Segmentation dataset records
- - -

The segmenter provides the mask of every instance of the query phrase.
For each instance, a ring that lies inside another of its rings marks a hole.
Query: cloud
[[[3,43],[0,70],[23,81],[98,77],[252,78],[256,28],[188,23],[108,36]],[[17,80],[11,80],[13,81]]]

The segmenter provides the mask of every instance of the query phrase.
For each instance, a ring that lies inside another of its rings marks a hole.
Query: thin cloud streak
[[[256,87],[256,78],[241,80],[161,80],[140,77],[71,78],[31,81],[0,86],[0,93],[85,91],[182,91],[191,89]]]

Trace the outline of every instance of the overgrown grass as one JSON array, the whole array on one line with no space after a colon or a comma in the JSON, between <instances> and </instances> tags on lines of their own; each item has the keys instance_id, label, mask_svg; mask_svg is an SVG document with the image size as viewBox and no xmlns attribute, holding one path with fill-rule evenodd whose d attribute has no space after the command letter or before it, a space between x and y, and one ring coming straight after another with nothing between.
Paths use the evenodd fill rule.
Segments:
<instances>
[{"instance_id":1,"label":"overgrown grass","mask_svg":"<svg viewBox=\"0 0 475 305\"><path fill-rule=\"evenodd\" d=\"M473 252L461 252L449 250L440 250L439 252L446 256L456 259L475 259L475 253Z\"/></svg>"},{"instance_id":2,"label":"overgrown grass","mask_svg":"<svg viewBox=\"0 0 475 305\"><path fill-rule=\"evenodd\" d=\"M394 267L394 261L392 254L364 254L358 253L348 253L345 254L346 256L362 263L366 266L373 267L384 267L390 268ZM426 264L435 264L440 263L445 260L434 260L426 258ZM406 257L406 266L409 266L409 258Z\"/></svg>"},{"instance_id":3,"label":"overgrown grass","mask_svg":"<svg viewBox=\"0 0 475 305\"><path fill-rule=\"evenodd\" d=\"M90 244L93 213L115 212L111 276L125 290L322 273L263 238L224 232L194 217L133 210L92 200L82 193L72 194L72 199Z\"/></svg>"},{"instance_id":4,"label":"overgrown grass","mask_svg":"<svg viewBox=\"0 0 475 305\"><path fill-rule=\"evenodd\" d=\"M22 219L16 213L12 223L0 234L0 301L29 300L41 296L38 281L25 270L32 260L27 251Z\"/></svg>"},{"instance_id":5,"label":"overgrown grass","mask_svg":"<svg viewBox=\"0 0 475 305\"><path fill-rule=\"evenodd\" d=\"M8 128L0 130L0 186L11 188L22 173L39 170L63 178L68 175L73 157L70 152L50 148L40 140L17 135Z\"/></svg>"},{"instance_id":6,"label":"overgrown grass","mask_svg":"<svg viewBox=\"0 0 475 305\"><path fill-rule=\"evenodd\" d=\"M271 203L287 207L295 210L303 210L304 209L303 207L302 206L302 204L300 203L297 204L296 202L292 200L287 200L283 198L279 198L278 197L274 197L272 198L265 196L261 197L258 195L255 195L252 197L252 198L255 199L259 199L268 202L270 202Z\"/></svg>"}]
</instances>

- - -

## What to work on
Reproduce all of the rows above line for line, without altering a single character.

## Answer
The segmenter provides the mask of every instance of the query phrase.
For each instance, a ring that lies inside another of its rings marks a hole.
Query: cloud
[[[3,43],[0,70],[23,81],[98,77],[252,78],[256,28],[188,23],[108,36]],[[17,80],[11,80],[13,81]]]

The segmenter provides the mask of every instance of the query phrase.
For each instance, a ring that lies inside another of its rings marks a hole.
Query: thin cloud streak
[[[256,87],[256,78],[241,80],[161,80],[140,77],[71,78],[31,81],[0,86],[0,93],[85,91],[182,91],[191,89]]]

Trace the outline of every instance of the overgrown grass as one JSON array, the whole array on one line with no space after a colon or a comma in the JSON, between <instances> and </instances> tags on lines of their own; each item has the keys instance_id, label, mask_svg; mask_svg is an SVG document with the image size as viewBox and no xmlns attribute, holding one path with fill-rule evenodd whose d attribute has no space after the command letter or before it, a space between x and y, and one ring coming straight after another with nothing between.
Paths use the evenodd fill rule.
Segments:
<instances>
[{"instance_id":1,"label":"overgrown grass","mask_svg":"<svg viewBox=\"0 0 475 305\"><path fill-rule=\"evenodd\" d=\"M473 252L461 252L449 250L440 250L439 252L446 256L456 259L475 259L475 253Z\"/></svg>"},{"instance_id":2,"label":"overgrown grass","mask_svg":"<svg viewBox=\"0 0 475 305\"><path fill-rule=\"evenodd\" d=\"M394 267L394 261L392 254L364 254L358 253L348 253L345 254L346 256L362 263L366 266L373 267L384 267L390 268ZM426 264L435 264L440 263L445 260L434 260L426 258ZM406 257L406 266L409 266L409 258Z\"/></svg>"},{"instance_id":3,"label":"overgrown grass","mask_svg":"<svg viewBox=\"0 0 475 305\"><path fill-rule=\"evenodd\" d=\"M90 244L93 213L115 212L111 276L125 290L322 273L263 238L224 232L194 217L133 210L92 200L82 193L72 194L72 199Z\"/></svg>"},{"instance_id":4,"label":"overgrown grass","mask_svg":"<svg viewBox=\"0 0 475 305\"><path fill-rule=\"evenodd\" d=\"M22 219L16 213L12 223L0 234L0 301L29 300L41 296L38 281L25 270L32 260L27 251Z\"/></svg>"},{"instance_id":5,"label":"overgrown grass","mask_svg":"<svg viewBox=\"0 0 475 305\"><path fill-rule=\"evenodd\" d=\"M8 128L0 130L0 186L11 188L22 173L39 170L63 178L68 175L73 157L70 152L50 148L40 140L17 135Z\"/></svg>"},{"instance_id":6,"label":"overgrown grass","mask_svg":"<svg viewBox=\"0 0 475 305\"><path fill-rule=\"evenodd\" d=\"M271 203L287 207L295 210L303 210L304 209L303 207L302 206L302 204L300 203L297 204L296 202L292 200L287 200L283 198L279 198L278 197L274 197L272 198L265 196L261 197L258 195L255 195L252 197L252 198L255 199L259 199L268 202L270 202Z\"/></svg>"}]
</instances>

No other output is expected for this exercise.